» EXCERPT

The second Saturday of the college football season has come and gone, and the East Tennessee State campus was a quiet place once again.
Other than a football clinic for women on Saturday morning, nothing athletically was happening on campus.
It was a beautiful afternoon, the kind made for football, and tailgate parties were going on all over the country. It’s difficult to believe that kind of excitement has been absent from Johnson City for almost 10 years.
The work is well under way to bring it back, but ETSU’s reborn football team is still almost two full seasons away from playing a game.
Maybe when a site for the new stadium is chosen and construction begins, it will start to seem closer to reality.
The 2015 football season can’t get here soon enough.
That “other” football is still being played on campus, and it was great to see more than 1,000 fans in the stands at Summers-Taylor Stadium for ETSU’s 1-0 soccer victory over Kentucky on Thursday night.
ETSU has done a remarkable job of creating an exciting atmosphere at its soccer games.
Of course, it helps when the home team upholds its end of the bargain, and the Bucs are 19-4-4 at home over the last four seasons.
When Kentucky paid its visit to ETSU, it brought to mind a big question: What is the deal with soccer in the Southeastern Conference?
As far as the men’s game goes, it doesn’t exist.
The SEC, the country’s most powerful conference, will have nothing to do with it, even though a recent ESPN study claimed soccer is the second-most popular sport in the United States among those under 25.
Kentucky and South Carolina play varsity men’s soccer. The rest of the league does not. Those two schools are forced to play in Conference USA.
Vanderbilt once had a team, but it was disbanded in 2006.
It really can’t be a money issue. A recent study pointed out that SEC schools spend more than $163,000 per athlete — in all sports. That’s about $70,000 more per athlete than the average major-college conference.
Some blame Title IX, saying they’d have to add more women’s sports to remain compliant. That’s no excuse because the money is there. The league’s athletic departments split $289 million in SEC-generated revenues last year.
Tennessee’s athletic budget is more than $100 million, yet it can’t find a few bucks for a men’s soccer team.

» RECORD EXCERPTS
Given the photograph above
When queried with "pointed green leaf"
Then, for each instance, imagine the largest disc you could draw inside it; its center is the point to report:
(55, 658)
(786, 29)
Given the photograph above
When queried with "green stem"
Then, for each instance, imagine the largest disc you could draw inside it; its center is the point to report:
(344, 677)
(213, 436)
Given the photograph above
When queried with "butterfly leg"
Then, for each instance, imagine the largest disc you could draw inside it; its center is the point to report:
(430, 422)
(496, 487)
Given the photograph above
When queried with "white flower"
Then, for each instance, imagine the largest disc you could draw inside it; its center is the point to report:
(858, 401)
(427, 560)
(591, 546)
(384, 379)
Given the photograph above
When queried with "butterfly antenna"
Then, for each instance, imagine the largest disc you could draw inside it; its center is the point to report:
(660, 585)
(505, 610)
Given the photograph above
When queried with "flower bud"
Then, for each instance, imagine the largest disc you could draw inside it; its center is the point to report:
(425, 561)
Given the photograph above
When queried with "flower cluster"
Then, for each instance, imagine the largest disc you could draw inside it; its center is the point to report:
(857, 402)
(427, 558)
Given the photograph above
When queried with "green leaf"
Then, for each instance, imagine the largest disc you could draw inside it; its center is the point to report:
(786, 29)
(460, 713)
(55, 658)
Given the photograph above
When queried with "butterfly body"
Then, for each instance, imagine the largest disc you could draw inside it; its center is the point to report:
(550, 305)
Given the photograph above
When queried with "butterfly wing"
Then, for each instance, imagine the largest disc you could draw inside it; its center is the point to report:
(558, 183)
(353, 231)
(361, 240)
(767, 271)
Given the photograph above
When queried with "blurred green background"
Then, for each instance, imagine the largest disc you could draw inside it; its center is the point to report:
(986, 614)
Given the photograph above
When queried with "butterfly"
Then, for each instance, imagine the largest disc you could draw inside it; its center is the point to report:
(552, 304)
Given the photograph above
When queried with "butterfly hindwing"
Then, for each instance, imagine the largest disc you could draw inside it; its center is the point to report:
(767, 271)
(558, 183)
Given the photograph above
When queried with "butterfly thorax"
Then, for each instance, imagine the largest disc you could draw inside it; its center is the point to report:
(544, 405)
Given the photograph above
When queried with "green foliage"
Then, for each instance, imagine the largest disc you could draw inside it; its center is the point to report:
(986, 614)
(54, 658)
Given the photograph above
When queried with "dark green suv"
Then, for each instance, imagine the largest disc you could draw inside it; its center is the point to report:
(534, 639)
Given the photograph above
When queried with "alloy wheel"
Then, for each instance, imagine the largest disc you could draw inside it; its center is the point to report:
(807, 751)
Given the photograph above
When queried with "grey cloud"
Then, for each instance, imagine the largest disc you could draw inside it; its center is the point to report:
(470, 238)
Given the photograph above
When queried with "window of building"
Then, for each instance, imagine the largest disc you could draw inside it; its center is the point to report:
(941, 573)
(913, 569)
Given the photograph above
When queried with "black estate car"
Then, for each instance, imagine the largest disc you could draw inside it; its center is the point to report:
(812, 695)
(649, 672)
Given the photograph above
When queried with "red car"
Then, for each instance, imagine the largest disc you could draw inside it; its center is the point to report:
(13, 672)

» REQUIRED TASKS
- A) Transcribe the passage of the ETSU sports column that opens with the words containing "Vanderbilt once had" and closes with "men’s soccer team.".
- B) Continue the column on ETSU football and SEC soccer from the point where it ends.

» TASK-BY-TASK OUTPUTS
- A)
Vanderbilt once had a team, but it was disbanded in 2006.
It really can’t be a money issue. A recent study pointed out that SEC schools spend more than $163,000 per athlete — in all sports. That’s about $70,000 more per athlete than the average major-college conference.
Some blame Title IX, saying they’d have to add more women’s sports to remain compliant. That’s no excuse because the money is there. The league’s athletic departments split $289 million in SEC-generated revenues last year.
Tennessee’s athletic budget is more than $100 million, yet it can’t find a few bucks for a men’s soccer team.

- B)
The SEC isn’t alone in ignoring the world’s most popular sport. Other leagues not sponsoring men’s soccer include the Ohio Valley Conference, Big 12, Mountain West, Sun Belt, Big Sky and Southland.
Johnson City native Will Little recently returned home from his first stint in the big leagues.
Little spent much of his summer umpiring in the majors. He served as a rover, filling in for full-time regulars when they went on vacation.
Along the way, Little threw two players and a manager out of games.
In his first game behind the plate, he tossed Orioles third baseman Manny Machado. He also got probable American League Cy Young Award winner Max Scherzer, who was barking from the dugout.
In Little’s last series, he tossed Royals manager Ned Yost.
Little is hoping to get a contract as one of the 68 full-time major-league umpires sometime in the future.
ETSU’s Rhys Pugh is playing for the Great Britain & Ireland team in the Walker Cup this weekend, and his partner on Saturday was a familiar name to local golf fans.
Pugh teamed with former Tennessee golfer Garrick Porteous, who won the British Amateur earlier this year. Porteous played for the Vols when they participated in the Bank of Tennessee Intercollegiate at Blackthorn Club.
Pugh and Porteous beat Michael Weaver and Todd White 3 and 1 in foursomes, also known as alternate-shot.
White played at Furman, where he won the Southern Conference championship and was All-American in 1989, the same year as ETSU’s Rex Kuramoto and Bobby Gage.
Pugh sat out Saturday afternoon’s singles matches, but will be back in action today as the GB&I team tries to keep its hold on the Walker Cup at National Golf Links of America in Southampton, N.Y.
Pugh was a star at the last Walker Cup, going 3-0 as the youngest payer on either team at 17. His victims included Patrick Cantlay, U.S. Amateur champion Kelly Kraft and Patrick Rodgers.
Peyton Manning told Jim Rome he might never be 100 percent again after undergoing neck surgery a couple of years ago.
Of course, that was before he threw seven touchdown passes against the defending Super Bowl champions.
“I’m not sure that I can ever get to 100 percent of where I was before my injury,” he said on Rome’s show last week.
Whatever percentage Manning rates his health these days, when he starts doing things that only Y.A. Tittle has done before — seven TDs and no interceptions in a game — it’s quite an accomplishment.
It seems like Broncos’ opponents might be in more pain this year than Manning.